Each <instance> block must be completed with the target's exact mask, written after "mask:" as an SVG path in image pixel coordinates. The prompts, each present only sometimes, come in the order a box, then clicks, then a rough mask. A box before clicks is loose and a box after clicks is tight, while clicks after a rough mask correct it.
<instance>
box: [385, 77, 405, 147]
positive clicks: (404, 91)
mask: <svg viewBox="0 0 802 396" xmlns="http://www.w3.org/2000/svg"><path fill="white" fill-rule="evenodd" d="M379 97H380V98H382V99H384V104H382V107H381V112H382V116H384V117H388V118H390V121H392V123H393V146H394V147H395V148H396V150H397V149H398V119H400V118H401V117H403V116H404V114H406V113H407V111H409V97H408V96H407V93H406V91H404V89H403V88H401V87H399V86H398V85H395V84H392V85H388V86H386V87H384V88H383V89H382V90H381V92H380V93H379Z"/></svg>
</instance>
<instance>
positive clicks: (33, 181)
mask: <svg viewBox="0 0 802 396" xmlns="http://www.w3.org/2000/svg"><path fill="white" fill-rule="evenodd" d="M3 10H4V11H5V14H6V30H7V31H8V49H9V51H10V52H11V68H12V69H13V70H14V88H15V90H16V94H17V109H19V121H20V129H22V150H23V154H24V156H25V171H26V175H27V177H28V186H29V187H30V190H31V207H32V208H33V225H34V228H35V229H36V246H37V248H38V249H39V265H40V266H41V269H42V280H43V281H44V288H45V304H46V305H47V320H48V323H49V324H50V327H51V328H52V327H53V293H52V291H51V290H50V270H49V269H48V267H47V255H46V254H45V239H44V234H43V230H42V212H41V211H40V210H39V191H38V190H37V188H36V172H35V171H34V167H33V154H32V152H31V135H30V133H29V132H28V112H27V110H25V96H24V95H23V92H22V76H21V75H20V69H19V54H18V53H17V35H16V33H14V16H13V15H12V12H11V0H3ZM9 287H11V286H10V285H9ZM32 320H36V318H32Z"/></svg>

About this exercise: Give the number of lines in the listing that include the word "instance", without any added words.

Response: 4